Wow, that's ethnocentrism, isn't it ? You remember: "their" aesthetique and "ours"? For home textiles I have no problem with that attitude, though. In case this attitude claims "art" level I just laugh - and start to understand museum people who dislike some collectors for this attitude.
My favourite with the pieces that are exhibited in the Net of Josephine's collection is pl. 17 which is complete. I think it is a "best-of-its-type" piece and I feel confident to say that most likely it is older than a comparable fragment in a dealers collection which I already mentioned here. Do not get fooled just because its condition ! This means not much with early kilims. Concentrate
on the artistical discipline necessary to realize such a big coherent image. The second "medallions" at the top shows the moment when too much discipline was a bit boring, for a moment, so they (most likely two women realized this kilim) inserted an equivalent "sub-unit". Such a piece one can view very long without ever feeling bored - an unpleasant feeling that I would get from very busy late pieces or from "dead" objects of study.

● SET PROBLEM 1:
Return every line in the records that contains the string "fingers".
The kilim text above has no connection to the records that come next.

● DATA SUPPLIED:
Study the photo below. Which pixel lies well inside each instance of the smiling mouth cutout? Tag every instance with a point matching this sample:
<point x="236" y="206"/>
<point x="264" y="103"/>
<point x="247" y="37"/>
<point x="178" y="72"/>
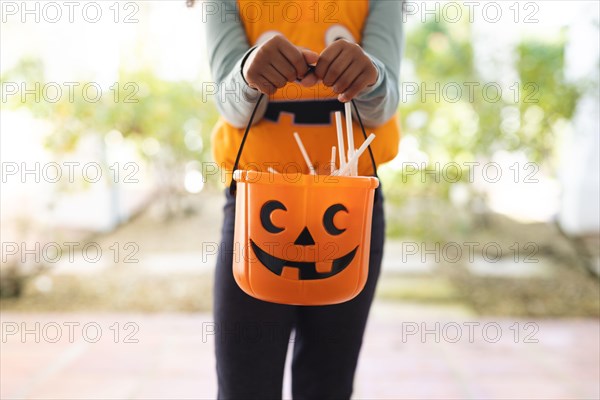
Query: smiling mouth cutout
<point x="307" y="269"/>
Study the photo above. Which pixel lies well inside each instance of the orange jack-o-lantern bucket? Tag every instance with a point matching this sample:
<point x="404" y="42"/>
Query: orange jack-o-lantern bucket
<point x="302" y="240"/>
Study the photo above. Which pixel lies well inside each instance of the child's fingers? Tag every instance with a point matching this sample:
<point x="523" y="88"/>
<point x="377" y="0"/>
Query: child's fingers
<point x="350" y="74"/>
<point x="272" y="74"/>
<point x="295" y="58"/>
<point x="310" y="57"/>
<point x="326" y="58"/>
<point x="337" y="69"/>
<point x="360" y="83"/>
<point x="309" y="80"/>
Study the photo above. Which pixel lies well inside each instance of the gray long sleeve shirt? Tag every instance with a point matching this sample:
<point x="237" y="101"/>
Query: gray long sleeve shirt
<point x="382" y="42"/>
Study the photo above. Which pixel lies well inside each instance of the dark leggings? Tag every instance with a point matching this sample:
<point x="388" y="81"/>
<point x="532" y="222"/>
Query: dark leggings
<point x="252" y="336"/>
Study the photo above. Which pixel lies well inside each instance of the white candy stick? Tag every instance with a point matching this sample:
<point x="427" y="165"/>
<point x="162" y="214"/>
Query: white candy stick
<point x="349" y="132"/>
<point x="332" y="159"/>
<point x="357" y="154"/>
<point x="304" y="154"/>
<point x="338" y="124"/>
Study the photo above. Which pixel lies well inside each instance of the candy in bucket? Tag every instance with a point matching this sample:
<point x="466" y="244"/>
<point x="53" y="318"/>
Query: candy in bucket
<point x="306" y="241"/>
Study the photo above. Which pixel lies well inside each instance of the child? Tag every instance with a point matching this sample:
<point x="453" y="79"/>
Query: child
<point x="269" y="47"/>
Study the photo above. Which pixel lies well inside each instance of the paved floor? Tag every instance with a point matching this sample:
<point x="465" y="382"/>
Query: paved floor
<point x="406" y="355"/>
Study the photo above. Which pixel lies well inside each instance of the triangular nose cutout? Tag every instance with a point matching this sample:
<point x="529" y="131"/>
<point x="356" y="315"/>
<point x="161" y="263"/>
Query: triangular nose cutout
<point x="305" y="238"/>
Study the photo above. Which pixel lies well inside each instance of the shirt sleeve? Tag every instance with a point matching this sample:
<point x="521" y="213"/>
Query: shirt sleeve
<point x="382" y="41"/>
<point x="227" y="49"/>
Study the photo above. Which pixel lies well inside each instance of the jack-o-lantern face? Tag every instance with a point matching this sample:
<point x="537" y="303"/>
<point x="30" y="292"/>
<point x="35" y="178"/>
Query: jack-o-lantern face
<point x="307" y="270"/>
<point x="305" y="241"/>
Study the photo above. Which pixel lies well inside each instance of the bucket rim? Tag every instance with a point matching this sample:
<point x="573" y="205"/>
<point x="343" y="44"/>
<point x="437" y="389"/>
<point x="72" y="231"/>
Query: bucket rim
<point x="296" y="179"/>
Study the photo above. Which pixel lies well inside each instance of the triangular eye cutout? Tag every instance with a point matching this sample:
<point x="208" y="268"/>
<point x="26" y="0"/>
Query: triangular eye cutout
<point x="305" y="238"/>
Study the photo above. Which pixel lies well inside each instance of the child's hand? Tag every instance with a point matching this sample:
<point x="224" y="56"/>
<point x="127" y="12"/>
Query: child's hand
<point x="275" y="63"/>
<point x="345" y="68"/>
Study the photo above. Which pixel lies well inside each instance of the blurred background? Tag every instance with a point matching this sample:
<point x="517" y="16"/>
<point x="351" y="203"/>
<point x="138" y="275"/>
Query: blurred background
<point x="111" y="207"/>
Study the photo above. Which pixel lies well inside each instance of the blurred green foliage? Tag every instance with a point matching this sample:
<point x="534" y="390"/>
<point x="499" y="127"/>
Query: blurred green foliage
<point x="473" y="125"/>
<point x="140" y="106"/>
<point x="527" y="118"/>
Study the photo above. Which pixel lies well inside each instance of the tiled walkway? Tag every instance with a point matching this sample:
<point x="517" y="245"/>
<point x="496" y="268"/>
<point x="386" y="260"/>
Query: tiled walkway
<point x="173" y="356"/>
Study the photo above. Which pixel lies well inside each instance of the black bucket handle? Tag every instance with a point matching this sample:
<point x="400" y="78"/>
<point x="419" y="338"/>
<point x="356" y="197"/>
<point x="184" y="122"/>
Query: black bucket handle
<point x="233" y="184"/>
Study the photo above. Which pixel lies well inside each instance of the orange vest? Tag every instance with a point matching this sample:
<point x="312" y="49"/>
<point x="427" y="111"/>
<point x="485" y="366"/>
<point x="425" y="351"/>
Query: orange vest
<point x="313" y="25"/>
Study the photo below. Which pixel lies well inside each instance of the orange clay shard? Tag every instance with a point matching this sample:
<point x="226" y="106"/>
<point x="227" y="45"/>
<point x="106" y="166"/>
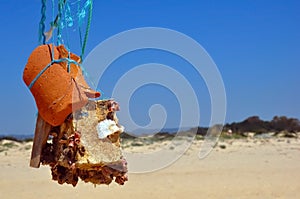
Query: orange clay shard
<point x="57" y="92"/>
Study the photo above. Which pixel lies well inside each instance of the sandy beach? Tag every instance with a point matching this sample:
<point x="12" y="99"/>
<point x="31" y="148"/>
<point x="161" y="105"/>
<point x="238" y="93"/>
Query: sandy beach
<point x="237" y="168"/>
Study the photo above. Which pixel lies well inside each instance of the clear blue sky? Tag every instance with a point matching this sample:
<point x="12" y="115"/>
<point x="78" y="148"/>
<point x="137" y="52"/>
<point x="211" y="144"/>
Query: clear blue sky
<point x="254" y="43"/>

● SET PROBLEM 2:
Extend the discussion of kilims, starting after its last sentence.

● EXERCISE ANSWER 1:
Study the photo above. Which pixel lies well inside each instance of the child's fingers? Tag every instance with a point matching this sample:
Query: child's fingers

● EXERCISE ANSWER 2:
So fragments are unavoidably, but quite risky. You need either better advice or you are addicted to the dangerous exciting taste of bargain hunting with fragments on your own. Just compare the two mentioned pieces - one fragment, one in "too good to be early" condition.
This plate 16 from Rageth, looks more like a Qashqai kilim. Can we be sure that it's from Anatolia?
I find this salon and the whole discussion very interesting, especially as I have seen a few kilims too. Fragment versus complete is usually easily decided, as fragments look older and as the tendency, at least with knowledgable people goes towards age, the frag is often the winner.
Really old pieces are generally very expensive when they are in good condition (just look at classical pieces). So most people who want to own something like that can only afford a fragment. Also it's smaller and we all have space problems.
And what if there is no complete piece known of a certain type? In that case we wouldn't have a choice.
Looking at the important museum collection in the US, McCoy-Jones, I find proof for my opinion.
Hi Vincent, keep looking :-)))
All the best and good hunting for everybody
Hi everybody, hi Bertram,
first: pl. 16 is an A-piece, the place where it was found together with some other pieces is known, also what happened thenafter.
An Iranian origin can be excluded as far as I see. But this does not mean that the group who wove the kilim is known with satisfying certaincy. The other pieces have a total different design but the "faces" of the weaves are close enough to each other.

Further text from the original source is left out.